*EINGABEMATERIAL*.
────────────────
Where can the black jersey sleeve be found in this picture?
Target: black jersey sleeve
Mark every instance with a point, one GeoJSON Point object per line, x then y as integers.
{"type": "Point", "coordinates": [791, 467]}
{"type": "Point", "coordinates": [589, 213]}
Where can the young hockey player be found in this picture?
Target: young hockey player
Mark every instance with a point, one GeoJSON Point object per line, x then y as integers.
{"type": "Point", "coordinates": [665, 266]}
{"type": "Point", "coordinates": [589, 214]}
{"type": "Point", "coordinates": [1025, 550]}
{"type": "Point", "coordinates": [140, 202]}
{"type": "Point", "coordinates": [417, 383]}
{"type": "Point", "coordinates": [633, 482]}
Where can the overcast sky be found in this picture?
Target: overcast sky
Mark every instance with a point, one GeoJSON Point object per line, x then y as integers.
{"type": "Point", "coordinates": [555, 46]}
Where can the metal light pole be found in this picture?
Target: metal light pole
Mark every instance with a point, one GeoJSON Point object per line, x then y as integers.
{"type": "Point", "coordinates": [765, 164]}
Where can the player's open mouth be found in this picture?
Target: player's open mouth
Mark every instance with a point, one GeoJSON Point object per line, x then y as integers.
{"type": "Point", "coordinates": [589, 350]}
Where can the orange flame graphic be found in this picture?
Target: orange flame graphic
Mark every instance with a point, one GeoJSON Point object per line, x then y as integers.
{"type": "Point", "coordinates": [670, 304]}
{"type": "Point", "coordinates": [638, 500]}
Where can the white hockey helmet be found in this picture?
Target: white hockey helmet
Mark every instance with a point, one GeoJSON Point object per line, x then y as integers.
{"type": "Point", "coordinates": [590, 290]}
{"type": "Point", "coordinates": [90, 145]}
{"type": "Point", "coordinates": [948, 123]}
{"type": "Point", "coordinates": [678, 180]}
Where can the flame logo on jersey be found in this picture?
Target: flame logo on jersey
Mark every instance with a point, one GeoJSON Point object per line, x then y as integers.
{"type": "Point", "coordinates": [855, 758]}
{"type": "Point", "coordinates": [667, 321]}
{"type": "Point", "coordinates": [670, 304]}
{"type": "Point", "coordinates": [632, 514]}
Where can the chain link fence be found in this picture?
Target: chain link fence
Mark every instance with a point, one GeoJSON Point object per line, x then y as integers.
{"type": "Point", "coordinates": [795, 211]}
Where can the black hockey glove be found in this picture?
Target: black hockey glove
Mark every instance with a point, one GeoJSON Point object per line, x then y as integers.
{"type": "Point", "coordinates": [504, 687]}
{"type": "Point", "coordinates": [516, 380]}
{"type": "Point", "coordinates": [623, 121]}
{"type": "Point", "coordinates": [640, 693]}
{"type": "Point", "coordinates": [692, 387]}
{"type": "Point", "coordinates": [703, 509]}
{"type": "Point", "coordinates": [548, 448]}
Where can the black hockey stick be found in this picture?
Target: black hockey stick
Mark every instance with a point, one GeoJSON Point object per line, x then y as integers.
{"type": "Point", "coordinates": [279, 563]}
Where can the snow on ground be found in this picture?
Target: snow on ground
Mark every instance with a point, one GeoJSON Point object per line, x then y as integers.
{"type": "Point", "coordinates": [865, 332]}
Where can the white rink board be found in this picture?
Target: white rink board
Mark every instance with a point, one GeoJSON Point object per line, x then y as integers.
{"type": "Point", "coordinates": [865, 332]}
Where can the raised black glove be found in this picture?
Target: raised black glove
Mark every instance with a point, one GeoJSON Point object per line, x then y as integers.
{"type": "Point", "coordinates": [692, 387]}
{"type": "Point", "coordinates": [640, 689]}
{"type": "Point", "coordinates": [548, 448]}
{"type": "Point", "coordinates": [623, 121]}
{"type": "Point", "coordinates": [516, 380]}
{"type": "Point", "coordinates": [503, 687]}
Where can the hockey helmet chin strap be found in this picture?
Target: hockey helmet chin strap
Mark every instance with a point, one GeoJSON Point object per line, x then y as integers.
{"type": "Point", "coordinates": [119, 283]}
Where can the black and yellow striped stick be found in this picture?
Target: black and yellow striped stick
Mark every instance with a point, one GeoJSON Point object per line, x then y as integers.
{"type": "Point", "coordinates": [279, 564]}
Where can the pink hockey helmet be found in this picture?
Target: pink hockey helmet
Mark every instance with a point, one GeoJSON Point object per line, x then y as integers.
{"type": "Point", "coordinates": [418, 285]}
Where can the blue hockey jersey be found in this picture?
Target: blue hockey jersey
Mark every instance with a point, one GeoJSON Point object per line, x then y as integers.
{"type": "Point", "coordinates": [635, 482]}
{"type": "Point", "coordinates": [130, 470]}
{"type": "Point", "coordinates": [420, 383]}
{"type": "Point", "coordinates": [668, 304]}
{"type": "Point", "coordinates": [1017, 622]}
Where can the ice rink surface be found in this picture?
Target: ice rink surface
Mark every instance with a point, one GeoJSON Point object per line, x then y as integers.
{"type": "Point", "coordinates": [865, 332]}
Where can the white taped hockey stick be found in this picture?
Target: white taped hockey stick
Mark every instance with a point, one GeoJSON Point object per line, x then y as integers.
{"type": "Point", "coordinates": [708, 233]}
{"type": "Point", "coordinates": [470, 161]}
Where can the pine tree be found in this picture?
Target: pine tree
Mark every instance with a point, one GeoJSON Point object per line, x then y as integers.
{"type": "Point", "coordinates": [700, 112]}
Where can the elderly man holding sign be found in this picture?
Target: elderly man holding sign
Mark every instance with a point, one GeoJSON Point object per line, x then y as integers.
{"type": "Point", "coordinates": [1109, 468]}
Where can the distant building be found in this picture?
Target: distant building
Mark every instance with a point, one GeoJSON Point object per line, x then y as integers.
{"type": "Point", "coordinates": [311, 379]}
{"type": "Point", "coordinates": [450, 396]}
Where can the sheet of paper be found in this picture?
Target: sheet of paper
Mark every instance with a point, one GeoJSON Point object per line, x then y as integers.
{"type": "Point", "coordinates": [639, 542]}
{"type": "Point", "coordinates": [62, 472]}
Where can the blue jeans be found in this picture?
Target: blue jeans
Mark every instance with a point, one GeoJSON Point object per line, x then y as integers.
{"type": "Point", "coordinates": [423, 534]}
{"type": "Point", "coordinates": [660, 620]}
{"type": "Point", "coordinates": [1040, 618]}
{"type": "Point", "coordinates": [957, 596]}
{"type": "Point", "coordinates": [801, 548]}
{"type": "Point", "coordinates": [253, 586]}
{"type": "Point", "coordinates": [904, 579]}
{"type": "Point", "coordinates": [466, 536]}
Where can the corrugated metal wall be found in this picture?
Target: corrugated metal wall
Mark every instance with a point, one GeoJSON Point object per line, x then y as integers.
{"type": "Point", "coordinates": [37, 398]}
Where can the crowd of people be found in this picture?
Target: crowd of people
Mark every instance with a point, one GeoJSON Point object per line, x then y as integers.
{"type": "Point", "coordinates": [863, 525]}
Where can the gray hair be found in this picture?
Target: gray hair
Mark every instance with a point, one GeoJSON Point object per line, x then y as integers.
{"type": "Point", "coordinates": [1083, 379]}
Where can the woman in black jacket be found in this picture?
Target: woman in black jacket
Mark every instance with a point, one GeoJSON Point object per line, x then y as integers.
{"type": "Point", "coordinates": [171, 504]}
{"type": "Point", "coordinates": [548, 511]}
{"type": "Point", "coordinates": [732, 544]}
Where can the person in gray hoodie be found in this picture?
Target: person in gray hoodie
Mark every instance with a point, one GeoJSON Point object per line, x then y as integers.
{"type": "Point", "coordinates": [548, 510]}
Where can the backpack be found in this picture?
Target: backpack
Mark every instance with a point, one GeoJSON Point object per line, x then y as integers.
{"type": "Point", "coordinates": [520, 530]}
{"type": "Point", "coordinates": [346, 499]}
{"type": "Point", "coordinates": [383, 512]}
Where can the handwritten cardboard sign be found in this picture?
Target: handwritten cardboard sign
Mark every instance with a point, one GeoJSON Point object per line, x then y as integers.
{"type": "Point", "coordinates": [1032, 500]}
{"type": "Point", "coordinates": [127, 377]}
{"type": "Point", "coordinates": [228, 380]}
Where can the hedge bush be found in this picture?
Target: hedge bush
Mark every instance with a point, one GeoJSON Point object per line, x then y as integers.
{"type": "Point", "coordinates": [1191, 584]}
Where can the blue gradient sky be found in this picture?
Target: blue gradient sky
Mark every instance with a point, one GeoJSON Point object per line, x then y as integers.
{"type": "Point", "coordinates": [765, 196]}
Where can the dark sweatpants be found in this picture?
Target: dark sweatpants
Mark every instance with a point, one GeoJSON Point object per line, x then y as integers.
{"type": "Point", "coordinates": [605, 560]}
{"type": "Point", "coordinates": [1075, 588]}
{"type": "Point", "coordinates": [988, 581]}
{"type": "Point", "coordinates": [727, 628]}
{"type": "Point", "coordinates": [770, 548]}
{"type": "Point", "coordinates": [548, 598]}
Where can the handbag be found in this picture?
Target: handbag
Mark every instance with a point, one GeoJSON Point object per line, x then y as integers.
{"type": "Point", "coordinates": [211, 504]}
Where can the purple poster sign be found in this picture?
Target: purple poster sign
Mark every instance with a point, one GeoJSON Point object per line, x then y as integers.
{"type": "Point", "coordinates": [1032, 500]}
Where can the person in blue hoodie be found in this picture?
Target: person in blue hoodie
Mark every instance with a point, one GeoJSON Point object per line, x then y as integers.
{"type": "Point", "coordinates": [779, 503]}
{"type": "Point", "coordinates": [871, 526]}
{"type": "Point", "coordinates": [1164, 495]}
────────────────
*AUFGABE*.
Schreibe alles von der Zeile mit „Where can the dark“ bis zum Ende des Materials neu und ersetze dabei „purple“ durch „violet“, ohne sonst etwas zu ändern.

*LÖSUNG*.
Where can the dark sweatpants be found in this picture?
Target: dark sweatpants
Mark every instance with a point, one GeoJSON Point object per line, x then y as integers.
{"type": "Point", "coordinates": [605, 560]}
{"type": "Point", "coordinates": [1075, 588]}
{"type": "Point", "coordinates": [988, 581]}
{"type": "Point", "coordinates": [727, 628]}
{"type": "Point", "coordinates": [770, 548]}
{"type": "Point", "coordinates": [548, 598]}
Where can the handbag be found in this picture?
Target: handbag
Mark every instance with a point, one GeoJSON Point object per line, x then y as integers.
{"type": "Point", "coordinates": [211, 504]}
Where can the violet poster sign be found in this picture?
Target: violet poster sign
Mark every instance with a point, one GeoJSON Point object per line, x then y as integers.
{"type": "Point", "coordinates": [1032, 500]}
Where can the person in blue hoodie be found in this picture?
Target: person in blue hoodie
Mark every instance with a point, one GeoJSON Point object per line, x then y as integers.
{"type": "Point", "coordinates": [779, 503]}
{"type": "Point", "coordinates": [871, 526]}
{"type": "Point", "coordinates": [1164, 495]}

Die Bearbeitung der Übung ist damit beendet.